*Task goal*: Keep the pictures out while you transcribe the listing below exactly.

Start of Block

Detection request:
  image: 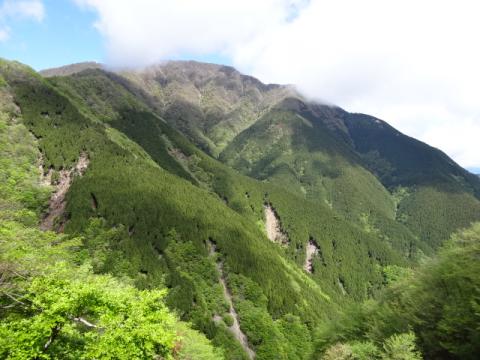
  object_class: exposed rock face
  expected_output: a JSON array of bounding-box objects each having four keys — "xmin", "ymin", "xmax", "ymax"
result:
[
  {"xmin": 40, "ymin": 153, "xmax": 89, "ymax": 231},
  {"xmin": 304, "ymin": 239, "xmax": 319, "ymax": 273},
  {"xmin": 264, "ymin": 204, "xmax": 289, "ymax": 246}
]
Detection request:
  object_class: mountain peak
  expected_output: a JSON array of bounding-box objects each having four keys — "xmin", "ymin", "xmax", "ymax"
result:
[
  {"xmin": 126, "ymin": 60, "xmax": 287, "ymax": 93},
  {"xmin": 40, "ymin": 61, "xmax": 103, "ymax": 77}
]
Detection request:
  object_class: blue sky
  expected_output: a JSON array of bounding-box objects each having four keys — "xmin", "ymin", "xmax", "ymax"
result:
[
  {"xmin": 0, "ymin": 0, "xmax": 103, "ymax": 70},
  {"xmin": 0, "ymin": 0, "xmax": 478, "ymax": 171},
  {"xmin": 0, "ymin": 0, "xmax": 229, "ymax": 70}
]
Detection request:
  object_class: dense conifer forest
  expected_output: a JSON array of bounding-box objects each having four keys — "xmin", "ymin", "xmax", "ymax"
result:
[{"xmin": 1, "ymin": 59, "xmax": 479, "ymax": 359}]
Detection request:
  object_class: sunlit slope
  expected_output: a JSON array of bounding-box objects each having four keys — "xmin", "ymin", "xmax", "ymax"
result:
[
  {"xmin": 0, "ymin": 80, "xmax": 222, "ymax": 359},
  {"xmin": 220, "ymin": 103, "xmax": 396, "ymax": 223},
  {"xmin": 48, "ymin": 67, "xmax": 407, "ymax": 302},
  {"xmin": 2, "ymin": 59, "xmax": 406, "ymax": 359},
  {"xmin": 2, "ymin": 60, "xmax": 335, "ymax": 358},
  {"xmin": 117, "ymin": 61, "xmax": 296, "ymax": 157},
  {"xmin": 44, "ymin": 61, "xmax": 480, "ymax": 252}
]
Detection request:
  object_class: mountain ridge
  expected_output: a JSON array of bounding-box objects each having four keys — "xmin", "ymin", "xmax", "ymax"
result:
[
  {"xmin": 2, "ymin": 57, "xmax": 480, "ymax": 359},
  {"xmin": 40, "ymin": 60, "xmax": 477, "ymax": 180},
  {"xmin": 42, "ymin": 59, "xmax": 480, "ymax": 249}
]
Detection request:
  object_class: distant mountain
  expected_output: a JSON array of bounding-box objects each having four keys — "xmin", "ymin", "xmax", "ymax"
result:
[{"xmin": 40, "ymin": 61, "xmax": 102, "ymax": 77}]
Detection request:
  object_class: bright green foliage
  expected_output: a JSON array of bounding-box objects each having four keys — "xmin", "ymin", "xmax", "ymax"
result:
[
  {"xmin": 314, "ymin": 223, "xmax": 480, "ymax": 360},
  {"xmin": 277, "ymin": 314, "xmax": 314, "ymax": 359},
  {"xmin": 0, "ymin": 222, "xmax": 217, "ymax": 359},
  {"xmin": 0, "ymin": 86, "xmax": 50, "ymax": 224},
  {"xmin": 381, "ymin": 265, "xmax": 413, "ymax": 285},
  {"xmin": 81, "ymin": 218, "xmax": 136, "ymax": 276},
  {"xmin": 175, "ymin": 323, "xmax": 224, "ymax": 360},
  {"xmin": 0, "ymin": 217, "xmax": 206, "ymax": 359},
  {"xmin": 349, "ymin": 341, "xmax": 381, "ymax": 359},
  {"xmin": 381, "ymin": 333, "xmax": 421, "ymax": 360},
  {"xmin": 0, "ymin": 264, "xmax": 177, "ymax": 359},
  {"xmin": 404, "ymin": 224, "xmax": 480, "ymax": 358},
  {"xmin": 321, "ymin": 335, "xmax": 419, "ymax": 360}
]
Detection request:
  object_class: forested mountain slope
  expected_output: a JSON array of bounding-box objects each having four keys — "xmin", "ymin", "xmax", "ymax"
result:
[
  {"xmin": 2, "ymin": 57, "xmax": 479, "ymax": 359},
  {"xmin": 1, "ymin": 59, "xmax": 404, "ymax": 359},
  {"xmin": 45, "ymin": 61, "xmax": 480, "ymax": 253},
  {"xmin": 315, "ymin": 223, "xmax": 480, "ymax": 360},
  {"xmin": 48, "ymin": 66, "xmax": 407, "ymax": 300},
  {"xmin": 0, "ymin": 68, "xmax": 221, "ymax": 359},
  {"xmin": 60, "ymin": 60, "xmax": 480, "ymax": 252},
  {"xmin": 341, "ymin": 113, "xmax": 480, "ymax": 247}
]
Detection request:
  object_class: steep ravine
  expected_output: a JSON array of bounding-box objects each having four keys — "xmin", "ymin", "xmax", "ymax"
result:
[
  {"xmin": 39, "ymin": 153, "xmax": 89, "ymax": 231},
  {"xmin": 208, "ymin": 241, "xmax": 256, "ymax": 359}
]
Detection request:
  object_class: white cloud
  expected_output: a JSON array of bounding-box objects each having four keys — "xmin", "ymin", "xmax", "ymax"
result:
[
  {"xmin": 0, "ymin": 0, "xmax": 45, "ymax": 42},
  {"xmin": 77, "ymin": 0, "xmax": 480, "ymax": 169},
  {"xmin": 75, "ymin": 0, "xmax": 305, "ymax": 66},
  {"xmin": 0, "ymin": 0, "xmax": 45, "ymax": 22},
  {"xmin": 0, "ymin": 26, "xmax": 8, "ymax": 41}
]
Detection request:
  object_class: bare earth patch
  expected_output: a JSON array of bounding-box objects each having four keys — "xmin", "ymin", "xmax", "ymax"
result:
[
  {"xmin": 39, "ymin": 153, "xmax": 89, "ymax": 232},
  {"xmin": 304, "ymin": 239, "xmax": 319, "ymax": 273},
  {"xmin": 264, "ymin": 203, "xmax": 289, "ymax": 246}
]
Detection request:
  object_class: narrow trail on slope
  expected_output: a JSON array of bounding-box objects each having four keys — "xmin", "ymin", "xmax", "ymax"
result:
[
  {"xmin": 207, "ymin": 241, "xmax": 256, "ymax": 359},
  {"xmin": 39, "ymin": 153, "xmax": 89, "ymax": 231}
]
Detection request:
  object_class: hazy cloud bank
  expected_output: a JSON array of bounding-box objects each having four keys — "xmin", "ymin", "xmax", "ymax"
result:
[{"xmin": 77, "ymin": 0, "xmax": 480, "ymax": 169}]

End of Block

*Exercise solution*:
Detection request:
  image: 
  object_class: exposed rock face
  expected_output: a JSON array of bounding-box objects each having four keys — "xmin", "ymin", "xmax", "ymax"
result:
[
  {"xmin": 40, "ymin": 153, "xmax": 89, "ymax": 231},
  {"xmin": 304, "ymin": 239, "xmax": 319, "ymax": 273},
  {"xmin": 264, "ymin": 204, "xmax": 289, "ymax": 246}
]
Detection request:
  object_class: mountain peak
  expected_output: a JSON array of bounding-box objects each having four keys — "xmin", "ymin", "xmax", "ymax"
result:
[
  {"xmin": 126, "ymin": 60, "xmax": 287, "ymax": 93},
  {"xmin": 40, "ymin": 61, "xmax": 103, "ymax": 77}
]
Detection request:
  object_class: blue sky
  expected_output: a JSON array of bounding-box objects each having four keys — "xmin", "ymin", "xmax", "ymax"
result:
[
  {"xmin": 0, "ymin": 0, "xmax": 103, "ymax": 70},
  {"xmin": 0, "ymin": 0, "xmax": 478, "ymax": 171},
  {"xmin": 0, "ymin": 0, "xmax": 229, "ymax": 70}
]
Detection request:
  object_class: dense conifer forest
  expected_output: a JSON array of bounding-box objects each having four keys — "xmin", "ymin", "xmax", "ymax"
result:
[{"xmin": 1, "ymin": 59, "xmax": 479, "ymax": 359}]
Detection request:
  object_class: sunlit slope
  expected_output: a JSON array of bounding-box objects each having four keys — "xmin", "ymin", "xmax", "ymax"
result:
[
  {"xmin": 0, "ymin": 80, "xmax": 222, "ymax": 359},
  {"xmin": 220, "ymin": 103, "xmax": 396, "ymax": 223},
  {"xmin": 48, "ymin": 67, "xmax": 407, "ymax": 302},
  {"xmin": 2, "ymin": 59, "xmax": 406, "ymax": 359},
  {"xmin": 2, "ymin": 60, "xmax": 335, "ymax": 358},
  {"xmin": 117, "ymin": 61, "xmax": 296, "ymax": 157},
  {"xmin": 44, "ymin": 61, "xmax": 480, "ymax": 252}
]
Detection request:
  object_class: mountain ridge
  expected_output: a JSON array of bounding-box objects each having four keys — "xmin", "ymin", "xmax", "ymax"
result:
[
  {"xmin": 2, "ymin": 57, "xmax": 480, "ymax": 359},
  {"xmin": 40, "ymin": 60, "xmax": 477, "ymax": 180},
  {"xmin": 42, "ymin": 59, "xmax": 480, "ymax": 249}
]
Detection request:
  object_class: distant mountain
  expected_output: a JSON array of bounding-box objects each having four keys — "xmin", "ymin", "xmax", "ymax"
result:
[{"xmin": 40, "ymin": 61, "xmax": 102, "ymax": 77}]
Detection request:
  object_class: bright green foliage
  expected_output: a JSON array of bounding-box objects each having four keys — "xmin", "ymin", "xmax", "ymax"
result:
[
  {"xmin": 314, "ymin": 223, "xmax": 480, "ymax": 360},
  {"xmin": 277, "ymin": 314, "xmax": 314, "ymax": 359},
  {"xmin": 0, "ymin": 222, "xmax": 217, "ymax": 359},
  {"xmin": 0, "ymin": 86, "xmax": 50, "ymax": 224},
  {"xmin": 381, "ymin": 265, "xmax": 413, "ymax": 285},
  {"xmin": 81, "ymin": 218, "xmax": 136, "ymax": 276},
  {"xmin": 175, "ymin": 323, "xmax": 224, "ymax": 360},
  {"xmin": 0, "ymin": 217, "xmax": 206, "ymax": 359},
  {"xmin": 349, "ymin": 341, "xmax": 381, "ymax": 359},
  {"xmin": 381, "ymin": 333, "xmax": 421, "ymax": 360},
  {"xmin": 0, "ymin": 264, "xmax": 177, "ymax": 359},
  {"xmin": 404, "ymin": 224, "xmax": 480, "ymax": 358},
  {"xmin": 321, "ymin": 335, "xmax": 419, "ymax": 360}
]
Detection request:
  object_class: forested mountain slope
  expected_output: a JSON array of bounding-box objects each having four keys — "xmin", "ymin", "xmax", "ymax"
result:
[
  {"xmin": 2, "ymin": 57, "xmax": 479, "ymax": 359},
  {"xmin": 1, "ymin": 59, "xmax": 404, "ymax": 359},
  {"xmin": 45, "ymin": 61, "xmax": 480, "ymax": 253},
  {"xmin": 315, "ymin": 223, "xmax": 480, "ymax": 360},
  {"xmin": 48, "ymin": 66, "xmax": 407, "ymax": 300},
  {"xmin": 0, "ymin": 68, "xmax": 221, "ymax": 359},
  {"xmin": 60, "ymin": 60, "xmax": 480, "ymax": 252},
  {"xmin": 341, "ymin": 113, "xmax": 480, "ymax": 247}
]
Detection request:
  object_class: steep ravine
  expected_output: a JSON array of bounding-box objects each having four keys — "xmin", "ymin", "xmax", "ymax"
result:
[
  {"xmin": 39, "ymin": 153, "xmax": 89, "ymax": 231},
  {"xmin": 208, "ymin": 241, "xmax": 256, "ymax": 359}
]
Detection request:
  object_class: white cloud
  expected_output: a JSON array of bounding-box objects each having four keys — "xmin", "ymin", "xmax", "ymax"
result:
[
  {"xmin": 0, "ymin": 0, "xmax": 45, "ymax": 42},
  {"xmin": 77, "ymin": 0, "xmax": 480, "ymax": 169},
  {"xmin": 75, "ymin": 0, "xmax": 305, "ymax": 66},
  {"xmin": 0, "ymin": 0, "xmax": 45, "ymax": 22},
  {"xmin": 0, "ymin": 26, "xmax": 8, "ymax": 41}
]
Detection request:
  object_class: bare earth patch
  expected_output: a JSON array of bounding-box objects each having four keys — "xmin", "ymin", "xmax", "ymax"
result:
[
  {"xmin": 39, "ymin": 153, "xmax": 89, "ymax": 232},
  {"xmin": 304, "ymin": 239, "xmax": 319, "ymax": 273},
  {"xmin": 264, "ymin": 203, "xmax": 289, "ymax": 246}
]
Detection request:
  object_class: narrow trail on slope
  expected_output: a JSON array of bounding-box objects each having four keys — "xmin", "ymin", "xmax", "ymax"
result:
[
  {"xmin": 207, "ymin": 241, "xmax": 256, "ymax": 359},
  {"xmin": 39, "ymin": 153, "xmax": 89, "ymax": 231}
]
Detection request:
  object_class: hazy cloud bank
  expected_output: a JSON array of bounding-box objects each having four keys — "xmin", "ymin", "xmax", "ymax"
result:
[{"xmin": 77, "ymin": 0, "xmax": 480, "ymax": 169}]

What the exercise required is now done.